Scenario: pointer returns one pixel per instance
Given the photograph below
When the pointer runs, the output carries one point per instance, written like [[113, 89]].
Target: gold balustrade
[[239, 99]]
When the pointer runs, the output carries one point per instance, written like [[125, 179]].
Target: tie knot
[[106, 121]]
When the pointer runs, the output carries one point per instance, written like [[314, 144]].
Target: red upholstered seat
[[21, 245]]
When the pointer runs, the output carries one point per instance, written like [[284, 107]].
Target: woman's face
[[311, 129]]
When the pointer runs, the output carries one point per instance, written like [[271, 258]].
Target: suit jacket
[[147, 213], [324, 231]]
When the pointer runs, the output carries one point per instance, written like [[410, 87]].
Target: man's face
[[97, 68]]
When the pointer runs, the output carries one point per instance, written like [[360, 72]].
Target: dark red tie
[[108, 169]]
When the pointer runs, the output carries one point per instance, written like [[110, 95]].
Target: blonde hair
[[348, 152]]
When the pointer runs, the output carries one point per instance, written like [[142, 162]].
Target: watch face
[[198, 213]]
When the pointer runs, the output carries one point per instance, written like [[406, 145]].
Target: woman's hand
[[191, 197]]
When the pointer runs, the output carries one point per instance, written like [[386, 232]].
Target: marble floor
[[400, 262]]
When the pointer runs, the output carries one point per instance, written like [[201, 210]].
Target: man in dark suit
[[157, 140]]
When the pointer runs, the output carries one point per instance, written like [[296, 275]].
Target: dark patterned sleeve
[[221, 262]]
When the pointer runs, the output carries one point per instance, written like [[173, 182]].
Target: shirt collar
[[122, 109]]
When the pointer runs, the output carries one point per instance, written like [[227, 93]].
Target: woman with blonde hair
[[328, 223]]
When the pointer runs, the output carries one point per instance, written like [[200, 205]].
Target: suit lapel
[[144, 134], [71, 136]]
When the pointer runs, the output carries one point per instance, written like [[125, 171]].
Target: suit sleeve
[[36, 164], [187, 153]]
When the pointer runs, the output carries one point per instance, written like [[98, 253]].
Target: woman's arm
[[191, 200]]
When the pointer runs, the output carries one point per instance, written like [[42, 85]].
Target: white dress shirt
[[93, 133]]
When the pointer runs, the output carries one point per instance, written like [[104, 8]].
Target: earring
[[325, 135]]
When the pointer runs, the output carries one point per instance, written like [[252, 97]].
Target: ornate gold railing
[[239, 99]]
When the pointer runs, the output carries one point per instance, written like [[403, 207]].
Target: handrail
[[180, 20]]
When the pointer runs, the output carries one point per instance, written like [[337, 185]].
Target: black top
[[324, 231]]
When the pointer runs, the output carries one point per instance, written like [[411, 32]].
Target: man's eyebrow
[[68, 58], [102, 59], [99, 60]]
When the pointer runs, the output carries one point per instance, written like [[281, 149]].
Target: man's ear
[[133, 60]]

# YOUR TASK:
Rescale the material from the line with "like [[411, 32]]." through the end of the material. Reproduce every one of those lines, requests included, and multiply each point coordinate in the answers by 0.95, rounding to whole numbers with halves rounded up, but leave the coordinates in the requests and their format samples unchanged.

# RESPONSE:
When the pointer runs, the output carries one point per instance, written like [[411, 32]].
Target: man's eyebrow
[[65, 55], [97, 56], [94, 57]]
When the pointer runs, the output carries one point per instance, written like [[281, 149]].
Target: man's ear
[[126, 57]]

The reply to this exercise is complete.